## YOUR GOAL
Copy out the entire listing precisely.
****
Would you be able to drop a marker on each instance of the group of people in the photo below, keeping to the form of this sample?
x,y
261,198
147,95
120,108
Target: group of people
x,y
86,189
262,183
****
## OUTPUT FOR THIS EXERCISE
Would you be able to drop a marker on each instance of the group of people in the photo below, keeping to the form of this sample?
x,y
261,198
147,95
120,108
Target: group of people
x,y
86,189
262,183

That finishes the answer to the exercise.